* Work task
Each entry below is to be restated word for word, with no pictures carried over.

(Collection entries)

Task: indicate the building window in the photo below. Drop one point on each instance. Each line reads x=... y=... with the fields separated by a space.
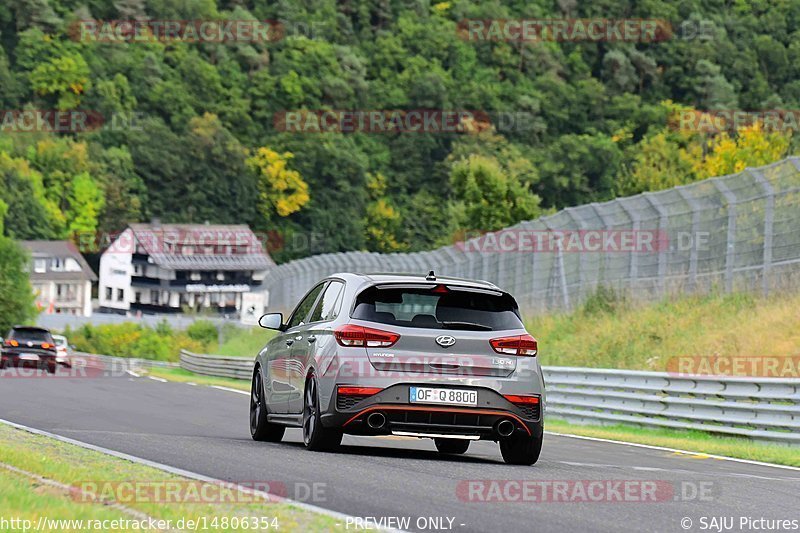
x=65 y=292
x=71 y=265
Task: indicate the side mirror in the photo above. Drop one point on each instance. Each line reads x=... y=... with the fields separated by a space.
x=271 y=321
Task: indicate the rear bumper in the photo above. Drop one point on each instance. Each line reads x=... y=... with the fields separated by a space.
x=16 y=358
x=400 y=416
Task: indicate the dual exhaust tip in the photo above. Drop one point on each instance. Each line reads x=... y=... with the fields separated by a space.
x=503 y=428
x=376 y=420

* Output for this task
Task: indicate the building window in the photo below. Drop one point on each instance. Each line reads x=... y=... with the fields separated by a space.
x=65 y=292
x=71 y=265
Task: indicate the side mirror in the photo above. Drop one point on each instance. Each line reads x=... y=... with the fields separated by a space.
x=271 y=321
Task: indicate the rear bumper in the photo above. Drop one point on each instance. Each line reads x=... y=... with the fields separated by a space.
x=16 y=358
x=400 y=416
Task: indicate the dual exhaust tip in the photo above. Drop one point on each instance. Each line reads x=... y=... with the fields separated by a space.
x=503 y=428
x=376 y=420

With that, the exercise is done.